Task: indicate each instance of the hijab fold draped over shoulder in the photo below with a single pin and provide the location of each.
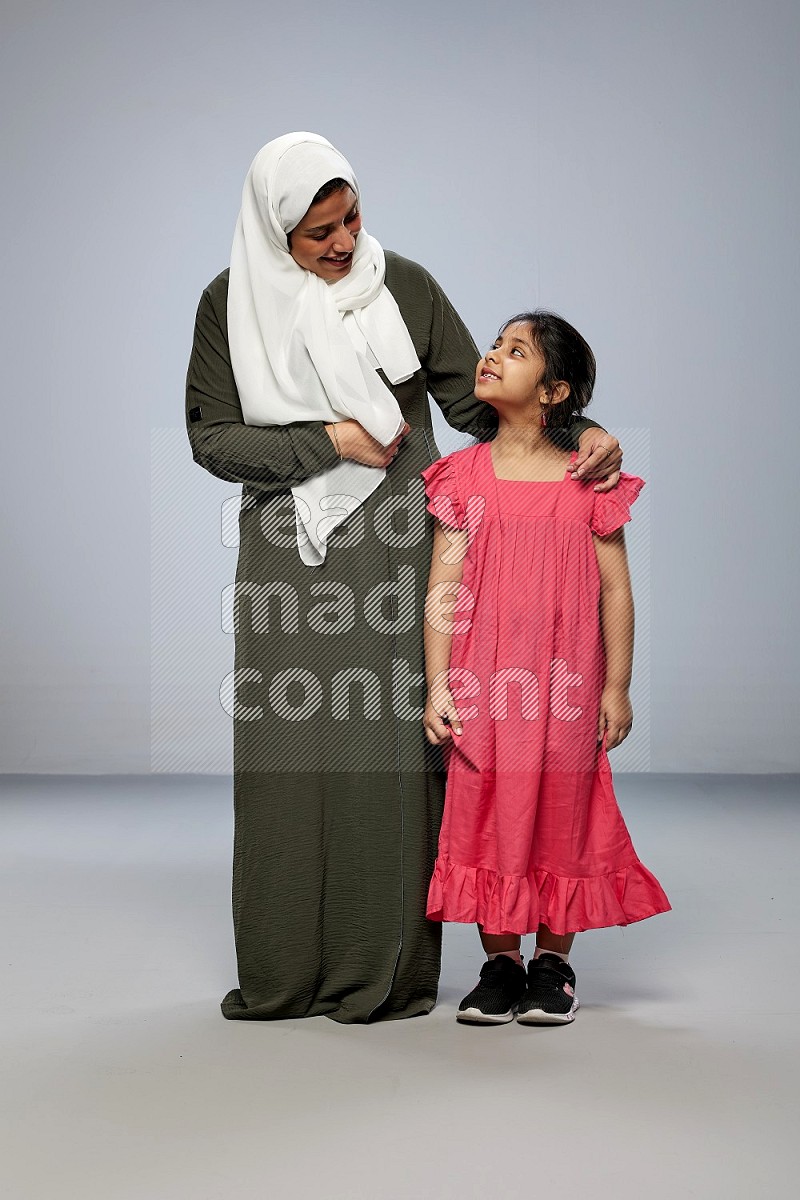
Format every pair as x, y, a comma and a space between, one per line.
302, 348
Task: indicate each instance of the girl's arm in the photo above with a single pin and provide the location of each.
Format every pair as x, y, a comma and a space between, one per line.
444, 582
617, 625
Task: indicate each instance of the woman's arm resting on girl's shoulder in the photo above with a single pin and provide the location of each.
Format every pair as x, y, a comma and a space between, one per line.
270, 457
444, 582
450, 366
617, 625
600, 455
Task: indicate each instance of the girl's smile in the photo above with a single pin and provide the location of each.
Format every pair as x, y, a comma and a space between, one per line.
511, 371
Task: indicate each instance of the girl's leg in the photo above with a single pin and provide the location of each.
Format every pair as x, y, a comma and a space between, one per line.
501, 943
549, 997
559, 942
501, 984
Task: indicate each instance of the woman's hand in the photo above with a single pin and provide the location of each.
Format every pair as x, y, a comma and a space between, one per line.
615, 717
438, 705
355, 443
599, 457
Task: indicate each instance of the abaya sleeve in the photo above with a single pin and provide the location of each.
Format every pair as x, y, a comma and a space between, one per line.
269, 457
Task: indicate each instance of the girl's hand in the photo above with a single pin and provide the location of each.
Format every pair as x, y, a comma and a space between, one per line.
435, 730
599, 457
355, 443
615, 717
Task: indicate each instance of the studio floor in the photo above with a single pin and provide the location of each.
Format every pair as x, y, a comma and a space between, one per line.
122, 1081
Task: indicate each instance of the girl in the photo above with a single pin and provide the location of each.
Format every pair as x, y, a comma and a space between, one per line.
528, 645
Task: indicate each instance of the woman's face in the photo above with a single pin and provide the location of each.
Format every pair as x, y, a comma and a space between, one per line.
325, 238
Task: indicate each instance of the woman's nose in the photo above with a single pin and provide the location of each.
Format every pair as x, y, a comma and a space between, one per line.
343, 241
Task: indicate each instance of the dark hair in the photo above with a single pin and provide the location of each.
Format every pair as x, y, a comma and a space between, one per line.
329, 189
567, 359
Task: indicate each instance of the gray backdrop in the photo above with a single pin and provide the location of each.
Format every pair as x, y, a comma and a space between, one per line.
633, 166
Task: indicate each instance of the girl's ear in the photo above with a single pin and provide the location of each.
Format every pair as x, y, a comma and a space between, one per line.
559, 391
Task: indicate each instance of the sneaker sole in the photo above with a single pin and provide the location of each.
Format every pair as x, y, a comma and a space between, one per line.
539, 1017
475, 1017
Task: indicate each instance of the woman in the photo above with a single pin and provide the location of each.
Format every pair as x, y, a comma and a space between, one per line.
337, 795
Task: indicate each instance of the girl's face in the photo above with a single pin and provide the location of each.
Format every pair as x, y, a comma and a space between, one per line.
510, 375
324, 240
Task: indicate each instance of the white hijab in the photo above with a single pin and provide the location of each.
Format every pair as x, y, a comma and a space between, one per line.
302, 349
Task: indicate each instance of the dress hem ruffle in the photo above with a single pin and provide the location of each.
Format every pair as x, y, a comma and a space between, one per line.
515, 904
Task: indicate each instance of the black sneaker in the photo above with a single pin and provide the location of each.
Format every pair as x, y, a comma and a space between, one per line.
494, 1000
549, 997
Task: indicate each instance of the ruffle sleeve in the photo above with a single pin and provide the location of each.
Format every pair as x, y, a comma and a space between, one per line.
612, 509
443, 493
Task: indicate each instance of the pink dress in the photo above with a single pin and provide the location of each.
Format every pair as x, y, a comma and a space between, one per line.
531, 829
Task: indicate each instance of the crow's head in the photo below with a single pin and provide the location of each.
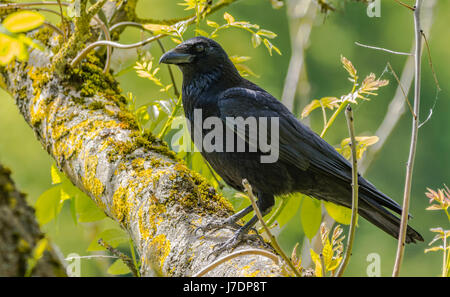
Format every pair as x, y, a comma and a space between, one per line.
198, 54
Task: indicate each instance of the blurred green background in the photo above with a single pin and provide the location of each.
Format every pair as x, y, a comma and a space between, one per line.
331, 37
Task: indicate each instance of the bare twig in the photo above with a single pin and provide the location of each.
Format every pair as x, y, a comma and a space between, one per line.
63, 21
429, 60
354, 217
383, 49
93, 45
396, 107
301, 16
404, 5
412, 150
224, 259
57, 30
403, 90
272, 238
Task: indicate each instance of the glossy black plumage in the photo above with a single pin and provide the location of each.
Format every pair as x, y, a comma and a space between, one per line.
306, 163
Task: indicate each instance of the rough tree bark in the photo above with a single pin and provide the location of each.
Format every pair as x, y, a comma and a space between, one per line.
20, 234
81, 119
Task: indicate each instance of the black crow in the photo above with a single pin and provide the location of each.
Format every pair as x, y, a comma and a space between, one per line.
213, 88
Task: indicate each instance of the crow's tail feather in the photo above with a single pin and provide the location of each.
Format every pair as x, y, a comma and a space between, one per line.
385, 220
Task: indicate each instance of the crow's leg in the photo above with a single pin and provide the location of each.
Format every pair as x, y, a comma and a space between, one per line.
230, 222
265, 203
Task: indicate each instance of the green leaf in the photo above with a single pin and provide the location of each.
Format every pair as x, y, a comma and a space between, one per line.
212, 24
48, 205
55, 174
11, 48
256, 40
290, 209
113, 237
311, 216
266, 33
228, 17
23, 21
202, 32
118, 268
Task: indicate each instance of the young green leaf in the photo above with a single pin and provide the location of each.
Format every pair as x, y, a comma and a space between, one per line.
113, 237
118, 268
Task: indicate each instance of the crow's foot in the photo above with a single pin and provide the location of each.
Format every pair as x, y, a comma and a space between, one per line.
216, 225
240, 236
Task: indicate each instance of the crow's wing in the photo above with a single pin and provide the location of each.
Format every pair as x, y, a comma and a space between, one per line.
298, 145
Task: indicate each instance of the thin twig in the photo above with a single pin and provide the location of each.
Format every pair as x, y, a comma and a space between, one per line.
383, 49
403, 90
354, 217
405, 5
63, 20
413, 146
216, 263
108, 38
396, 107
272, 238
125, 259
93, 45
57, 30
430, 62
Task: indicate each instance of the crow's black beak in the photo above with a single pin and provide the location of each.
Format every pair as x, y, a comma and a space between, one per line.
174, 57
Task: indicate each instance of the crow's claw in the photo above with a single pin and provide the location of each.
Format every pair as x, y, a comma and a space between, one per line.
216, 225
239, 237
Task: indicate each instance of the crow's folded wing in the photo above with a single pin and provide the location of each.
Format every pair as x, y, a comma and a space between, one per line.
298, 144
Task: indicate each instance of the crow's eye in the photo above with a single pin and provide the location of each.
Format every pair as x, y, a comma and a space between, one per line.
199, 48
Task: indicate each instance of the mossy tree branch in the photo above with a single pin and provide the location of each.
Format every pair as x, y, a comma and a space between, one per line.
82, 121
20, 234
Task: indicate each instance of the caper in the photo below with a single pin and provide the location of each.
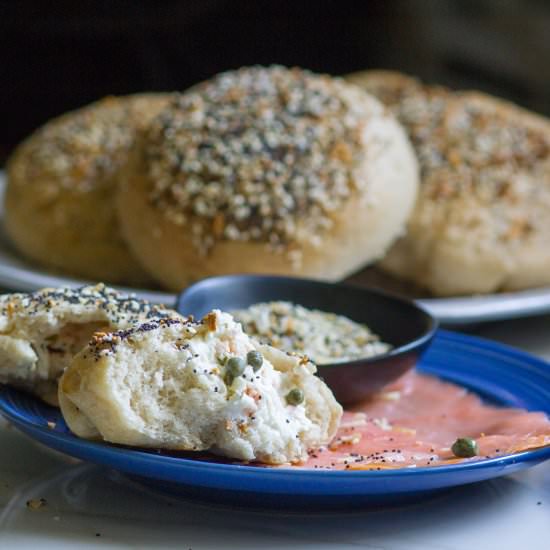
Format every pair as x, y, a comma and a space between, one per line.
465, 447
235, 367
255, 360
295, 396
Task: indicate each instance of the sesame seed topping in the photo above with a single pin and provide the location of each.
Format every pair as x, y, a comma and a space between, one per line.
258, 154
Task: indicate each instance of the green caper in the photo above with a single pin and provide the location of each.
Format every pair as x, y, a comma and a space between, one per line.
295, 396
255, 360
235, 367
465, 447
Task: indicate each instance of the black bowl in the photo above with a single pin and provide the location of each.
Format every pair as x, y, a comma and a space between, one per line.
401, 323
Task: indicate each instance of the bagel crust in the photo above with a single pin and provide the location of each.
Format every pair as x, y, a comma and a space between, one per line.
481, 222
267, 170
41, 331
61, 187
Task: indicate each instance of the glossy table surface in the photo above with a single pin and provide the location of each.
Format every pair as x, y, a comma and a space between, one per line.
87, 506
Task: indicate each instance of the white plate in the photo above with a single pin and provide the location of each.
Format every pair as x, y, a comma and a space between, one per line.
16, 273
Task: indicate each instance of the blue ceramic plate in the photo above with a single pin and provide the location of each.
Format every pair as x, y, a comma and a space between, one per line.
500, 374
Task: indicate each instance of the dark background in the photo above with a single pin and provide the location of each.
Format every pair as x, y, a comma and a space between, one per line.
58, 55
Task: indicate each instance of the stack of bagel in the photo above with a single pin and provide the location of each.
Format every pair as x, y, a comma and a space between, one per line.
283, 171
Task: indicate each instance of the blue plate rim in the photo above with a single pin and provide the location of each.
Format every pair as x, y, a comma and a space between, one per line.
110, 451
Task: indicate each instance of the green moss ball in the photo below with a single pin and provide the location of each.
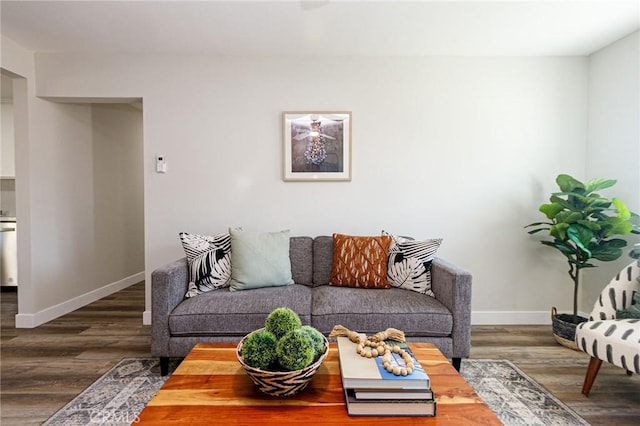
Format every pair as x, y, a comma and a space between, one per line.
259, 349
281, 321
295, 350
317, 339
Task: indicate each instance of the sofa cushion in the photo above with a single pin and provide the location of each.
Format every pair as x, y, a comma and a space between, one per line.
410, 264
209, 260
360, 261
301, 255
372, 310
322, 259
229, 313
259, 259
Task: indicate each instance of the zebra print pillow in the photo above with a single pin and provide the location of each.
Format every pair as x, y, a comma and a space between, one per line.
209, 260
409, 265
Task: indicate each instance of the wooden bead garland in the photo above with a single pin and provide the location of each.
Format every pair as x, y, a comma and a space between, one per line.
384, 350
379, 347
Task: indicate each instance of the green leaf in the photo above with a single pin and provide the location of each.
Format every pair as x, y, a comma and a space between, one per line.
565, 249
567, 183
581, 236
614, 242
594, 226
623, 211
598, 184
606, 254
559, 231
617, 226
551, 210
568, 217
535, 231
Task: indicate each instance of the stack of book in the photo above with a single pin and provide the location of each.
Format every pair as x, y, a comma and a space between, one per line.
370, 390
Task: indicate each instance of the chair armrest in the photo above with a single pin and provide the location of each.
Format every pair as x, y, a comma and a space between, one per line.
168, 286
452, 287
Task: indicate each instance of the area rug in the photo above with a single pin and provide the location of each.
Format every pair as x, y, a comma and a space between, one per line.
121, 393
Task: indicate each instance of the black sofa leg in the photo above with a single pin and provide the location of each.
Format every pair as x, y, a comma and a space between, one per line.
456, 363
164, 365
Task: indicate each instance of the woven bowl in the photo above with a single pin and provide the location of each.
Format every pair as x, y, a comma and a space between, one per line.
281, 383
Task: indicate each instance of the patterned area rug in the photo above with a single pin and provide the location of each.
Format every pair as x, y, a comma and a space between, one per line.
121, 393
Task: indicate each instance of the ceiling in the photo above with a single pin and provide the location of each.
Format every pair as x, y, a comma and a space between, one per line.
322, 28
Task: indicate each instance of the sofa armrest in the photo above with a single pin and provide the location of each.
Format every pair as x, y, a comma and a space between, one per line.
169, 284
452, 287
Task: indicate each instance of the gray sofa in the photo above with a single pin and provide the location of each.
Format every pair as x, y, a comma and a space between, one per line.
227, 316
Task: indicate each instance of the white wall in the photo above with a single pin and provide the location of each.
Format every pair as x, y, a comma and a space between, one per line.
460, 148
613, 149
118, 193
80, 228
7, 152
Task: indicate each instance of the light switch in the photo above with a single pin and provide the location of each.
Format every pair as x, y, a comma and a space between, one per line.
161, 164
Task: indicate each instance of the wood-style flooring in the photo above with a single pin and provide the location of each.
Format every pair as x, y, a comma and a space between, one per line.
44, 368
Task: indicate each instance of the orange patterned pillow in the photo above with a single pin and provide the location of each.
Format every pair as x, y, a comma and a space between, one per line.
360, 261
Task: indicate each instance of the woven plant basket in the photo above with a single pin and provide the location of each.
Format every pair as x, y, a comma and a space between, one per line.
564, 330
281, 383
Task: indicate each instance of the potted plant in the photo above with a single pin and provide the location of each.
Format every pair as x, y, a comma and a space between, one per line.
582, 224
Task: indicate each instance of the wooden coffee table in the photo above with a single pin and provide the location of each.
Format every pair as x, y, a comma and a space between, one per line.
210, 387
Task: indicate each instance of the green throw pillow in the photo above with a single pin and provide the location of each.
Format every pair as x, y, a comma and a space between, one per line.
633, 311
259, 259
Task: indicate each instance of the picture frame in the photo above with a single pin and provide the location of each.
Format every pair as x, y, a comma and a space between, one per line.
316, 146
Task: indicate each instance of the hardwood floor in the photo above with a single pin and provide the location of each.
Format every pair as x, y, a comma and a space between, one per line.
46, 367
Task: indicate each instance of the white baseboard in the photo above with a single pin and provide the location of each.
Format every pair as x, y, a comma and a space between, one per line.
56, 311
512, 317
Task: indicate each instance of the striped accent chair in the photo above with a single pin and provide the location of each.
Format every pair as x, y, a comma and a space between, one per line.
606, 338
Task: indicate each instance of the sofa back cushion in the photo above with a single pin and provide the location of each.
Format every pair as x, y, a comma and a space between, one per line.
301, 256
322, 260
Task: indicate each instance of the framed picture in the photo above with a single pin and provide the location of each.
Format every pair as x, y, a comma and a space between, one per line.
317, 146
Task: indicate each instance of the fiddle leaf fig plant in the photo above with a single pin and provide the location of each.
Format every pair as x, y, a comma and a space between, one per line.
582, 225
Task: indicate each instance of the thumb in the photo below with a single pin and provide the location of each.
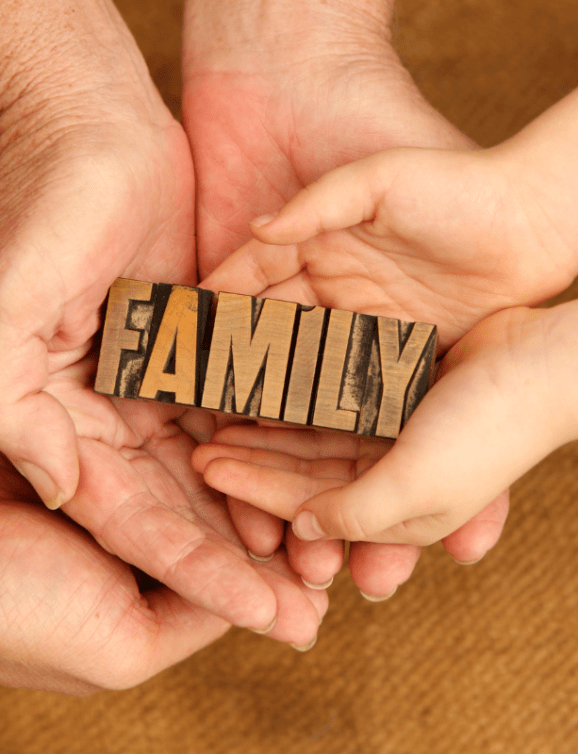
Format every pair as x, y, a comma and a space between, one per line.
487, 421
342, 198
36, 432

# EXERCISE DIRECTIONS:
Render the records as a Markdown table with the columns "Number" and "Text," one row per line, skipping blank lines. Cover only the part that opens with the line containing "Task: indicate each instance of the wooden coffee" and runs through the end of the records, and leave the pictures out.

# RESPONSE TO THIS TASK:
| Number | Text |
|---|---|
| 1 | Task: indicate each instance of the wooden coffee table in the photo above with a single pin and provide the location of each. |
| 2 | Format every pair as x, y, a comma and a space between, one per line. |
| 3 | 210, 387 |
| 4 | Task: indicate each instance of the green throw pillow in the photo above with a single pin and provide the location of each. |
| 5 | Format every pair as x, y, a comma and a space between, one per line. |
| 6 | 633, 311 |
| 7 | 259, 259 |
| 8 | Task: indicate each instance of the picture frame in the photo above with a single pin and provide the location of each. |
| 9 | Format every pair as x, y, a comma and a space between, one per line. |
| 10 | 316, 146 |
| 11 | Task: indicate each instance of the hardwood floor in the photo above with a single pin and provide the location of each. |
| 12 | Format every pair as x, y, a comma and a space between, one per line. |
| 13 | 46, 367 |
| 14 | Task: indicate each instance of the white baseboard in the photo above with a single pin and provide the location of each. |
| 15 | Format every pair as x, y, a comma and a space between, one per line. |
| 16 | 56, 311 |
| 17 | 512, 317 |
| 18 | Task: indicate each instance of the striped accent chair in the photo above with a single pin and provide the location of each. |
| 19 | Format every pair as x, y, a comma and a space between, one per line. |
| 20 | 606, 338 |
| 21 | Task: indicate each instance of the sofa back cushion in the photo above with a single pin and provide the location of each. |
| 22 | Format every pair as x, y, a comma and a space between, one per line. |
| 23 | 301, 256 |
| 24 | 322, 260 |
| 25 | Task: indicate each instance of the framed picture in the photo above with a single pin and provide the location of each. |
| 26 | Format every pair as x, y, a comma and a space between, one per line. |
| 27 | 317, 146 |
| 28 | Task: indicate each instance of the fiddle leaf fig plant in the photo above with a single pin and provide the location of each. |
| 29 | Format every pair as x, y, a comma and a space between, one per line. |
| 30 | 582, 225 |
| 31 | Task: indicate each instance of the thumb in the photo below with a single pin and provide the location of each. |
| 32 | Format every pair as x, y, a comma and a space between, one per line. |
| 33 | 487, 421 |
| 34 | 342, 198 |
| 35 | 36, 432 |